▸ **Passage given**:
Peter Musyoki Kathama v Hannington Kaleve Kathama [2014] KEHC 2407 (KLR)
Full Case Text
REPUBLIC OF KENYA
IN THE HIGH COURT OF KENYA AT MACHAKOS
CIVIL APPEAL NO. 160 OF 2006
PETER MUSYOKI KATHAMA …………..…………………………… APPELLANT
VERSUS
HANNINGTON KALEVE KATHAMA ….........……………………..... RESPONDENT
(Being an appeal from the Judgment of the Resident Magistrate’s Court at Kitui of Hon O. Kizito (R.M) Civil Case No. 223 of 1997 dated 14th September 2006)
************************************
(Before B. Thuranira Jaden J)

Collection entries:
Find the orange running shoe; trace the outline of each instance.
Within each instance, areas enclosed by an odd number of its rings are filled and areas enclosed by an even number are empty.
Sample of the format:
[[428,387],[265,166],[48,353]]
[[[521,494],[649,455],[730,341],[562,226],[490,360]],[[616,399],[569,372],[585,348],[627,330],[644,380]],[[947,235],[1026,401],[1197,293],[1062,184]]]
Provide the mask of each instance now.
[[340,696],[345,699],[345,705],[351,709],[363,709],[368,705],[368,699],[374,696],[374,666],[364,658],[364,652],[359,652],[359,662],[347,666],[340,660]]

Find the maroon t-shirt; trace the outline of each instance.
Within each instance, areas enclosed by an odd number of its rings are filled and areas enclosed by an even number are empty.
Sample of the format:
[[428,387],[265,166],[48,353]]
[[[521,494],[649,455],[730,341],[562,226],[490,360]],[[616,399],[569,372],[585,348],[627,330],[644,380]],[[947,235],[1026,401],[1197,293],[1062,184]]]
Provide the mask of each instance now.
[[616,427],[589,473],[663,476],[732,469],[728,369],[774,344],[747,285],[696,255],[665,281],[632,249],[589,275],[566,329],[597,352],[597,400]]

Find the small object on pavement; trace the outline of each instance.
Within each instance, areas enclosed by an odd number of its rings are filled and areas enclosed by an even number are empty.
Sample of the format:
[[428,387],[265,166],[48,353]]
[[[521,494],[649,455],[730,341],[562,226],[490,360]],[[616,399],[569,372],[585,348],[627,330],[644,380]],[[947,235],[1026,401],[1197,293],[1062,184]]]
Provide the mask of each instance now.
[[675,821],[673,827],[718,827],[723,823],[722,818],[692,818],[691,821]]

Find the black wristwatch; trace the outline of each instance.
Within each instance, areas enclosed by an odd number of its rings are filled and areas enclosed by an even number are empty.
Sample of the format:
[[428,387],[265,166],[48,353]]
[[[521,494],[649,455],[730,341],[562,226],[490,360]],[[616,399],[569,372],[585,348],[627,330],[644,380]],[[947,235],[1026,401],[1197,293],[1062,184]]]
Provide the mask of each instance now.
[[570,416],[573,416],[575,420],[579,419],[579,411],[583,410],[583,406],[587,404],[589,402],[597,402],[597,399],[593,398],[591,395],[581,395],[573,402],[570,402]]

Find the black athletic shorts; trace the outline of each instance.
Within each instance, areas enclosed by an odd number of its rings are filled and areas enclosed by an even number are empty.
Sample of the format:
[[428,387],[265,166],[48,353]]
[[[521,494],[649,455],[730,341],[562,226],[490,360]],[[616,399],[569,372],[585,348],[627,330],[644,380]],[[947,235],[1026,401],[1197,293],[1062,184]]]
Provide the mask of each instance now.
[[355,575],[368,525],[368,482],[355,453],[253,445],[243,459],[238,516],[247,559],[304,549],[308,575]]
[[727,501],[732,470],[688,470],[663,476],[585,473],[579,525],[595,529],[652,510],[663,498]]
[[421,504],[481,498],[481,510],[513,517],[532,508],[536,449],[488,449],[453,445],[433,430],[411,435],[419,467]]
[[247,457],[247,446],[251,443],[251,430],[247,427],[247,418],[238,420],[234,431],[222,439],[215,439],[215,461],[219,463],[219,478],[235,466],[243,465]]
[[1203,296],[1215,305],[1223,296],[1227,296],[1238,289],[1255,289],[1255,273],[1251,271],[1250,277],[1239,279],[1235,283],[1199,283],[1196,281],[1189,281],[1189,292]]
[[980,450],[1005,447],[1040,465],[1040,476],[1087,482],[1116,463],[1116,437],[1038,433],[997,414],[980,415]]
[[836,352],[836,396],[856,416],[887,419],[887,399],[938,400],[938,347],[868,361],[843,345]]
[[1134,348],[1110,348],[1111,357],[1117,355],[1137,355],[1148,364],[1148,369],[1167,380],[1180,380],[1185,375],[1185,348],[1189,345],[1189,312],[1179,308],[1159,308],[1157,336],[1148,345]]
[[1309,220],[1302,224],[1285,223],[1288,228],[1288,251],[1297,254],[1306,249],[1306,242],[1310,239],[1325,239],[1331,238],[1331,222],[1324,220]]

▸ **Given exercise A**: Reproduce the part of the Kenyan appeal case that opens with the words containing "Peter Musyoki Kathama v" and closes with "14th September 2006)".
▸ **Given exercise B**: Take the Kenyan appeal case further, picking up right after its last line.

▸ **Response A**:
Peter Musyoki Kathama v Hannington Kaleve Kathama [2014] KEHC 2407 (KLR)
Full Case Text
REPUBLIC OF KENYA
IN THE HIGH COURT OF KENYA AT MACHAKOS
CIVIL APPEAL NO. 160 OF 2006
PETER MUSYOKI KATHAMA …………..…………………………… APPELLANT
VERSUS
HANNINGTON KALEVE KATHAMA ….........……………………..... RESPONDENT
(Being an appeal from the Judgment of the Resident Magistrate’s Court at Kitui of Hon O. Kizito (R.M) Civil Case No. 223 of 1997 dated 14th September 2006)

▸ **Response B**:
R U L I N G
The Appellant, Peter Musyoki Kathama (the Plaintiff before the lower court) had sued the Respondent Harrington Kaleve Kathama (Defendant) vide a plaint field in court on 13/8/1997 for General Damages for loss of user and mesne profits. The Appellant also sought a permanent injunction to restrain the Respondent from entering into land parcel Title No. Mutonguni/Kauwi/758 (suitland) or any part thereof or committing any acts of user, damage or wastage thereon. The Appellant based his claim on what he termed as a rescinded agreement between him and the Respondent for the sale of the suit land.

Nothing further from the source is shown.